----- ESTRATTO DELLA PAGINA

Rispetto ai romantici, così consapevoli della resistenza che la natura, i costumi, la lingua e persino le più assurde superstizioni oppongono al nostro tentativo di plasmare a nostro piacimento la società, i grandi filosofi politici che li hanno preceduti (da Machiavelli a Montesquieu) ci appaiono persino un poco ingenui nella loro fiducia che, una volta individuata la costituzione perfetta, sia sufficiente cambiare le leggi per ottenere all’istante il migliore dei governi possibili. Dopo il Romanticismo, nessun pensatore politico che si rispetti ha più potuto prescindere dal peso della tradizione (con l’eccezione di John Rawls), e proprio la consapevolezza della forza inerziale del passato ha ispirato una delle idee più fortunate degli ultimi due secoli: vale a dire la dialettica di Hegel e di Marx, come processo non lineare (e non istantaneo) di sviluppo e come lotta implacabile di azione e reazione in cui spesso gli attori si scambiano le posizioni senza saperlo.
Riconoscere il peso della tradizione, in tutte le sue diverse manifestazioni, non ci condanna insomma a una sterile ripetizione del passato, ma è una premessa indispensabile per affrancarcene: non per negare l’Italia di ieri, ma per scegliere – in una collezione di storie spesso contraddittorie tra loro – l’Italia che dovrà farci da modello. A queste condizioni il radicamento identitario non è altro, insomma, che l’orizzonte di possibilità del cambiamento e non, come vorrebbero taluni, l’imperativo a conformarci a un fantomatico carattere italiano già dato una volta per tutte. La formula con cui potrei definire questo particolare sentimento di appartenenza è forse quella di «identità potenziale». In ogni presente è inscritta non solo una costellazione di storie passate ma un gran numero di futuri ipotetici, con altrettante identità future. Ed è qui che esercitiamo la nostra libertà di scelta.
Oggi, l’unica certezza sulla nostra identità è che sta cambiando più rapidamente che in passato. Ma tra l’ingenua fiducia nella possibilità di azzerare il passato con un colpo di bacchetta magica (magari aggravata dalla retorica del «diventiamo tutti più colorati», «i frutti puri impazziscono», «meticcio è bello») e il sostanziale fatalismo dei romantici abbiamo un’alternativa. Toccherà a noi cittadini del XXI secolo immaginare una tradizione che comprenda anche le Italie che ancora non ci sono e che possono prendere forma soltanto a partire dall’Italia che è già stata: Italie diverse da quella di oggi e in conflitto tra loro, perché anch’esse frutto di conflitti, cesure e scelte spesso drammatiche. Una volta chiarito che il territorio, la tradizione e l’identità fanno parte di un progetto aperto non mi preoccupa utilizzare questi termini a proposito dell’Italia.
Per quel che può valere sono d'accordo.

----------

CONSEGNE DA SVOLGERE:
a. Traduci in inglese questa frase del brano sull'identità italiana: «Oggi, l’unica certezza sulla nostra identità è che sta cambiando più rapidamente che in passato.»
b. Nel brano sull'identità italiana, con quale formula viene definito il particolare sentimento di appartenenza?
c. Riprendi il brano sull'identità italiana e proseguilo a partire dalla sua ultima frase.
L'elenco riportato qui sotto non ha alcun ruolo in queste consegne.

----- DATI FORNITI

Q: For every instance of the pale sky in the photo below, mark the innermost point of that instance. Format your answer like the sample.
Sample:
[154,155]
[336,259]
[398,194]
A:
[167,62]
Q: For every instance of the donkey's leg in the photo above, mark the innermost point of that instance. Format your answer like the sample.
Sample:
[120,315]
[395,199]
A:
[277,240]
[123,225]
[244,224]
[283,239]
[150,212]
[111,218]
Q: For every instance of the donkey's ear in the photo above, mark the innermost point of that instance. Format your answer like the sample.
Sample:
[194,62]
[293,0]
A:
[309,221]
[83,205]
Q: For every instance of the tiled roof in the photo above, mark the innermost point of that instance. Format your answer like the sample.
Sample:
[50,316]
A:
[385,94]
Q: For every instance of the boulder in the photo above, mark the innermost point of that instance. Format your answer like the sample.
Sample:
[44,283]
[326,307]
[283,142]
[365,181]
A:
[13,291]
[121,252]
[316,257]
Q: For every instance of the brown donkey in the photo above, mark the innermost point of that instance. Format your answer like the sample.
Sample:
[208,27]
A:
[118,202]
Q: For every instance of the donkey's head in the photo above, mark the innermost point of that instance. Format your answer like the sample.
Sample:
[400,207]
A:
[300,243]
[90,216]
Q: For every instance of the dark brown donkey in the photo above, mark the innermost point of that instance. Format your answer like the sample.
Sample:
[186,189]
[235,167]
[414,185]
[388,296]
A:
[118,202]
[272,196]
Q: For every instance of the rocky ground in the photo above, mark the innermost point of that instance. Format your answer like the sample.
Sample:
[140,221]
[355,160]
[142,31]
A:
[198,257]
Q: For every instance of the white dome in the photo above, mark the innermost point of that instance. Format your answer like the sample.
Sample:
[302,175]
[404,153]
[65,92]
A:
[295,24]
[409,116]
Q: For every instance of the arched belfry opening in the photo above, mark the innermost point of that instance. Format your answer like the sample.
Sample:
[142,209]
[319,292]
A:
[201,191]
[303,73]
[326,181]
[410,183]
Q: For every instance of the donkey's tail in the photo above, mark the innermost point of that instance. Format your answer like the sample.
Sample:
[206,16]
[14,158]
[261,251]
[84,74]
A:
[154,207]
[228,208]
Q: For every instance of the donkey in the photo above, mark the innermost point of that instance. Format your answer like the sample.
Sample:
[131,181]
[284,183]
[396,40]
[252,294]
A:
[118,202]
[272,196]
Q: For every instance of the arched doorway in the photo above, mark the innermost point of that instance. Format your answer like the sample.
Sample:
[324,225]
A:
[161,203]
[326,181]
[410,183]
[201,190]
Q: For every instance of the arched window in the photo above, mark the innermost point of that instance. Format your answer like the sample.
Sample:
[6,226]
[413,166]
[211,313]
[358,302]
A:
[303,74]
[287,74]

----------

RISPOSTE ALLE CONSEGNE:
a. Today, the only certainty about our identity is that it is changing more rapidly than in the past.

b. Con la formula «identità potenziale».

c.
Non è tanto importante criticare e magari fare a pezzi l'apprenti sorcier che mette la marmellata di lime, l'importante è avere a portata di mano (difeso e accudito con cura) qualcuno (meglio molti) che sappia fare il Bacalà alla vicentina come si deve.
Il solito gioco di sovrapporre alla "condensazione storica" il senso di appartenenza all' istituzione statale. Purtroppo la nazione è la forma politica che permette di giocare sullo scacchiere dello sviluppo ineguale tra nazioni, altrimenti detto mercato mondiale. Se l'aspirazione alla indipendenza nazionale fu la forma moderna in cui si espresse la prassi secolare, la sua realizzazione, lo stato-nazione, da lungo tempo ha cancellato (impossibilitata a svilupparla storicamente, portata a renderla folclore, ossia una differenziazione artificiosa nell'ambito di una comune prassi economica mondiale) la sua stessa premessa.
E quindi? Dobbiamo rassegnarci a questa cancellazione e subire fatalisticamente la comune prassi economica mondiale?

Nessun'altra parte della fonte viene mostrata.